━━ Extracted data ━━

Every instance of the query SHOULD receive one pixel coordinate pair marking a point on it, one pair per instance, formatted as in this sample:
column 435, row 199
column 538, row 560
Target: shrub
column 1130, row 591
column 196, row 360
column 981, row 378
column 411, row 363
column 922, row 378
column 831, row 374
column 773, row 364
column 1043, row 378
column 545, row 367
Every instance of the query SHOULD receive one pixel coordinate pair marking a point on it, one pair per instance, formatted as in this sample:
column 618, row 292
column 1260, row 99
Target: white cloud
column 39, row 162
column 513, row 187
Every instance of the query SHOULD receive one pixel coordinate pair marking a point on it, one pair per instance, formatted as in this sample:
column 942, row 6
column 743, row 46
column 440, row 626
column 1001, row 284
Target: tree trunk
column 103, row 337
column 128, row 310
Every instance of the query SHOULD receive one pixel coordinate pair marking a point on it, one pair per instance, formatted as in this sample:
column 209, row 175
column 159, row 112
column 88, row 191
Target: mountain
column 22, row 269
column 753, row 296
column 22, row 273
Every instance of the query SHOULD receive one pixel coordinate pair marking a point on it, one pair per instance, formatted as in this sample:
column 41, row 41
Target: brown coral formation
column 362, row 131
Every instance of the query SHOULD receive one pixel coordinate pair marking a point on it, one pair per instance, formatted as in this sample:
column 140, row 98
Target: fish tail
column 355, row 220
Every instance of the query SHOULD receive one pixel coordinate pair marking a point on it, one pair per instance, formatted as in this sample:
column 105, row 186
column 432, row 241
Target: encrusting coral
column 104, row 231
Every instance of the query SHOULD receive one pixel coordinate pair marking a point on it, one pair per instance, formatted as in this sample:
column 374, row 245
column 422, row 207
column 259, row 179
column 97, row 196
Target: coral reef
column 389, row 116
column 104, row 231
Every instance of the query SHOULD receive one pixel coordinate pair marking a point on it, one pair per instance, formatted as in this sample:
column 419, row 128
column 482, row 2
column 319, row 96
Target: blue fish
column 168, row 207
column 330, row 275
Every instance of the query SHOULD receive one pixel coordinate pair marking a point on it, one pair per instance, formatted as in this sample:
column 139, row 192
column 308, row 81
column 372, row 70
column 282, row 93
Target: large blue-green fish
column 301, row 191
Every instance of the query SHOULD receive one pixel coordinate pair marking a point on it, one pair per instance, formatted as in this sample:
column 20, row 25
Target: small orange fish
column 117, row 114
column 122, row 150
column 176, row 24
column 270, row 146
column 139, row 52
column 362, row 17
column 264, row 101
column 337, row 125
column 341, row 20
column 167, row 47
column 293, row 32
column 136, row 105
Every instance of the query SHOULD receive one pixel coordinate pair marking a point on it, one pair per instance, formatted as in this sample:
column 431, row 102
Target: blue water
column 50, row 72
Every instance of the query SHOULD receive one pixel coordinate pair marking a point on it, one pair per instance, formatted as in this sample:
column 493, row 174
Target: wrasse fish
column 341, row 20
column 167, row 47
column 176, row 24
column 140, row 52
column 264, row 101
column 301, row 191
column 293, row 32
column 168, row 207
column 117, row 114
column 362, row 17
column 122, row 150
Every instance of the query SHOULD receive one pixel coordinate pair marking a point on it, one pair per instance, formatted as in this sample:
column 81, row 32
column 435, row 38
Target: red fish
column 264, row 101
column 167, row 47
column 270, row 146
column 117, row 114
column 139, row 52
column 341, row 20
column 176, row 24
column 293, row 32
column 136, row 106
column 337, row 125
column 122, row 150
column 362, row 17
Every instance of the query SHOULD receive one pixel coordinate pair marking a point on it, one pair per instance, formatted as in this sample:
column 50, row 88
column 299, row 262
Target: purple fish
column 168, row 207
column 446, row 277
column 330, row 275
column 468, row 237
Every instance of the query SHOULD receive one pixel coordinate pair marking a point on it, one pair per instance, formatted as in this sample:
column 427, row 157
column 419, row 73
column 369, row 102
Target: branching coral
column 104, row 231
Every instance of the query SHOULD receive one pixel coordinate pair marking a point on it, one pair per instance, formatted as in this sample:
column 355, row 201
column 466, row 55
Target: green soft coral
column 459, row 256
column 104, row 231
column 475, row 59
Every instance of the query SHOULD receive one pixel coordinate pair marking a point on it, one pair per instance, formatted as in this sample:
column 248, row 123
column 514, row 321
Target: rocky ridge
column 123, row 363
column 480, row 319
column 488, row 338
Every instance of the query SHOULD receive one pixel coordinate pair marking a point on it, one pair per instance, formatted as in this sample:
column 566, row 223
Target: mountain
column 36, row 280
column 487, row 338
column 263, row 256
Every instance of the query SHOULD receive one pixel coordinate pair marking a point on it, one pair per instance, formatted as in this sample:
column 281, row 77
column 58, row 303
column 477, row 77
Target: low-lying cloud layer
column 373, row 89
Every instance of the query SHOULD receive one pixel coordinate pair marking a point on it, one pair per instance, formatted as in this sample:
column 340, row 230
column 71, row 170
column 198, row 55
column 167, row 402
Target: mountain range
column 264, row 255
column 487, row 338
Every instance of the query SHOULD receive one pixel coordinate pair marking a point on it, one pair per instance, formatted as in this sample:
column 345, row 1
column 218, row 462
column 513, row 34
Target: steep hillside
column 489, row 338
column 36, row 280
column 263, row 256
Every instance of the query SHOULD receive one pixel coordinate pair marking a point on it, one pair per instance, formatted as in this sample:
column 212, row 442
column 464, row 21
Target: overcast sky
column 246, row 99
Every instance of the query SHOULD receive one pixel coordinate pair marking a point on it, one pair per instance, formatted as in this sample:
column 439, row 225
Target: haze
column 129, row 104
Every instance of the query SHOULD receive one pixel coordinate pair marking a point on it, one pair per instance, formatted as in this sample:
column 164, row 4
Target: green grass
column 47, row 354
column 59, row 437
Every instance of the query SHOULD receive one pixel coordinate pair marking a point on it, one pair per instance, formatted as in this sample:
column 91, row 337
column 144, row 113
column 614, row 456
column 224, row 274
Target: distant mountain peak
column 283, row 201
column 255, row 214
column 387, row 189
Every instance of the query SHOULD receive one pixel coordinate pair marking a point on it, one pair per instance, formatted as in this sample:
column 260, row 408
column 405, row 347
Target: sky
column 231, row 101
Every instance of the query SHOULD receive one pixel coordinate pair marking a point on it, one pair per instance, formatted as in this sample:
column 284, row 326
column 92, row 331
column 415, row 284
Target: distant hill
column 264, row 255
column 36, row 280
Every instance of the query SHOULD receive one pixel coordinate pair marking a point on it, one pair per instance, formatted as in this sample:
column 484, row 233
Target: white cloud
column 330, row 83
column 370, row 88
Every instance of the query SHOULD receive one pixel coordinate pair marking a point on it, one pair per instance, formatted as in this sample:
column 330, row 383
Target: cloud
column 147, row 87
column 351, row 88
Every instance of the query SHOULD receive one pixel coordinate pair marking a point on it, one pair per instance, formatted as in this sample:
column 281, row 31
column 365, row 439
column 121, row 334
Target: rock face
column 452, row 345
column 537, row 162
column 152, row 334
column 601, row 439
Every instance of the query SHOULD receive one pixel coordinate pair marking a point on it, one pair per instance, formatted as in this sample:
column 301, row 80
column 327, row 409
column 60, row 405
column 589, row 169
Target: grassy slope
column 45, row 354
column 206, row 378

━━━

§ **The problem**
Exactly as written, set down all of the material.

§ **Task solution**
Every instance of the query SHOULD receive one pixel coordinate pair marking a point on it, one pair per instance, formatted as in this sample:
column 435, row 199
column 538, row 560
Target: shrub
column 1130, row 591
column 196, row 360
column 981, row 378
column 411, row 363
column 922, row 378
column 831, row 374
column 773, row 364
column 1043, row 378
column 545, row 367
Every instance of the query SHOULD receive one pixel coordinate pair marking a point on it, one pair per instance, formatted as in this sample:
column 618, row 292
column 1260, row 99
Target: white cloud
column 39, row 162
column 513, row 187
Every instance of the query SHOULD receive one pixel coordinate pair marking a point on it, one pair per instance, formatted as in this sample:
column 942, row 6
column 743, row 46
column 440, row 626
column 1001, row 284
Target: tree trunk
column 103, row 337
column 128, row 310
Every instance of the query SHOULD receive one pixel coordinate pair marking a point on it, one pair per instance, formatted as in this sample:
column 209, row 175
column 159, row 112
column 88, row 191
Target: mountain
column 22, row 269
column 753, row 296
column 22, row 273
Every instance of the query SHOULD receive one pixel coordinate pair marking a point on it, one pair per instance, formatted as in this sample:
column 41, row 41
Target: brown coral formation
column 362, row 131
Every instance of the query SHOULD receive one pixel coordinate pair marking a point on it, one pair per instance, formatted as in this sample:
column 140, row 98
Target: fish tail
column 355, row 220
Every instance of the query SHOULD receive one pixel coordinate pair marking a point on it, one pair per instance, formatted as in this sample:
column 105, row 186
column 432, row 241
Target: encrusting coral
column 104, row 231
Every instance of the query SHOULD receive one pixel coordinate pair marking a point on it, one pair per instance, formatted as in this sample:
column 374, row 245
column 422, row 207
column 259, row 179
column 97, row 196
Target: coral reef
column 389, row 116
column 104, row 231
Every instance of the query SHOULD receive one pixel coordinate pair marking a point on it, one pair per instance, formatted as in this sample:
column 419, row 128
column 482, row 2
column 319, row 96
Target: blue fish
column 168, row 207
column 330, row 275
Every instance of the query SHOULD receive one pixel coordinate pair marking a point on it, one pair per instance, formatted as in this sample:
column 139, row 192
column 308, row 81
column 372, row 70
column 282, row 93
Target: large blue-green fish
column 301, row 191
Every instance of the query SHOULD receive one pixel coordinate pair marking a point on it, one pair per instance, formatted as in this sample:
column 20, row 25
Target: small orange fish
column 117, row 114
column 122, row 150
column 176, row 24
column 270, row 146
column 139, row 52
column 362, row 17
column 264, row 101
column 337, row 125
column 341, row 20
column 167, row 47
column 293, row 32
column 136, row 105
Every instance of the query SHOULD receive one pixel coordinate pair marking a point on it, one pair per instance, formatted as in this sample:
column 431, row 102
Target: blue water
column 50, row 72
Every instance of the query SHOULD receive one pixel coordinate pair marking a point on it, one pair per instance, formatted as in this sample:
column 493, row 174
Target: wrasse fish
column 341, row 20
column 167, row 47
column 176, row 24
column 140, row 52
column 264, row 101
column 301, row 191
column 293, row 32
column 168, row 207
column 117, row 114
column 362, row 17
column 122, row 150
Every instance of the query SHOULD receive one pixel coordinate pair marking a point on it, one pair per instance, formatted as in this sample:
column 81, row 32
column 435, row 38
Target: red fish
column 264, row 101
column 167, row 47
column 270, row 146
column 117, row 114
column 139, row 52
column 341, row 20
column 176, row 24
column 293, row 32
column 136, row 106
column 337, row 125
column 122, row 150
column 362, row 17
Every instance of the query SHOULD receive one pixel coordinate pair marking a point on it, one pair per instance, formatted as in this sample:
column 50, row 88
column 299, row 262
Target: purple fish
column 168, row 207
column 446, row 277
column 330, row 275
column 468, row 237
Every instance of the query SHOULD receive one pixel coordinate pair marking a point on it, one pair per instance, formatted as in this sample:
column 427, row 157
column 419, row 73
column 369, row 102
Target: branching coral
column 104, row 231
Every instance of the query SHOULD receive one pixel coordinate pair marking a point on it, one pair per instance, formatted as in this sample:
column 355, row 201
column 466, row 55
Target: green soft coral
column 459, row 256
column 104, row 231
column 475, row 59
Every instance of the query SHOULD receive one pixel coordinate pair marking a point on it, one pair per instance, formatted as in this sample:
column 248, row 123
column 514, row 321
Target: rocky ridge
column 123, row 363
column 480, row 319
column 488, row 338
Every instance of the query SHOULD receive one pixel coordinate pair marking a point on it, one pair per instance, formatted as in this sample:
column 566, row 223
Target: mountain
column 36, row 280
column 487, row 338
column 263, row 256
Every instance of the query SHOULD receive one pixel coordinate pair marking a point on it, one pair per instance, formatted as in this sample:
column 281, row 77
column 58, row 303
column 477, row 77
Target: low-lying cloud layer
column 373, row 89
Every instance of the query SHOULD receive one pixel coordinate pair marking a point on it, one pair per instance, formatted as in this sample:
column 340, row 230
column 71, row 170
column 198, row 55
column 167, row 402
Target: mountain range
column 264, row 255
column 487, row 338
Every instance of the query SHOULD receive one pixel coordinate pair marking a point on it, one pair per instance, formatted as in this sample:
column 345, row 1
column 218, row 462
column 513, row 34
Target: steep hillside
column 489, row 338
column 36, row 280
column 263, row 256
Every instance of the query SHOULD receive one pixel coordinate pair marking a point on it, one pair per instance, formatted as in this sample:
column 212, row 442
column 464, row 21
Target: overcast sky
column 246, row 99
Every instance of the query SHOULD receive one pixel coordinate pair marking a point on it, one pair per instance, formatted as in this sample:
column 439, row 225
Target: haze
column 129, row 104
Every instance of the query SHOULD receive one pixel coordinate pair marking a point on it, one pair per instance, formatted as in this sample:
column 164, row 4
Target: green grass
column 47, row 354
column 59, row 437
Every instance of the query SHOULD receive one pixel coordinate pair marking a point on it, one pair per instance, formatted as in this sample:
column 91, row 337
column 144, row 113
column 614, row 456
column 224, row 274
Target: distant mountain peak
column 283, row 201
column 255, row 214
column 387, row 189
Every instance of the query SHOULD receive one pixel coordinate pair marking a point on it, one pair per instance, formatted as in this sample:
column 260, row 408
column 405, row 347
Target: sky
column 231, row 101
Every instance of the query SHOULD receive one pixel coordinate pair marking a point on it, one pair per instance, formatted as in this sample:
column 284, row 326
column 92, row 331
column 415, row 284
Target: distant hill
column 264, row 255
column 36, row 280
Every instance of the query SHOULD receive one pixel coordinate pair marking a point on it, one pair per instance, formatted as in this sample:
column 484, row 233
Target: white cloud
column 330, row 83
column 370, row 88
Every instance of the query SHOULD receive one pixel coordinate pair marking a point on it, one pair per instance, formatted as in this sample:
column 330, row 383
Target: cloud
column 147, row 87
column 351, row 88
Every instance of the query SHOULD receive one pixel coordinate pair marking a point on it, one pair per instance, formatted as in this sample:
column 281, row 31
column 365, row 439
column 121, row 334
Target: rock face
column 452, row 345
column 537, row 162
column 152, row 334
column 601, row 439
Every instance of the query SHOULD receive one pixel coordinate pair marking a point on it, one pair per instance, formatted as in this sample:
column 301, row 80
column 327, row 409
column 60, row 405
column 589, row 169
Target: grassy slope
column 45, row 354
column 206, row 378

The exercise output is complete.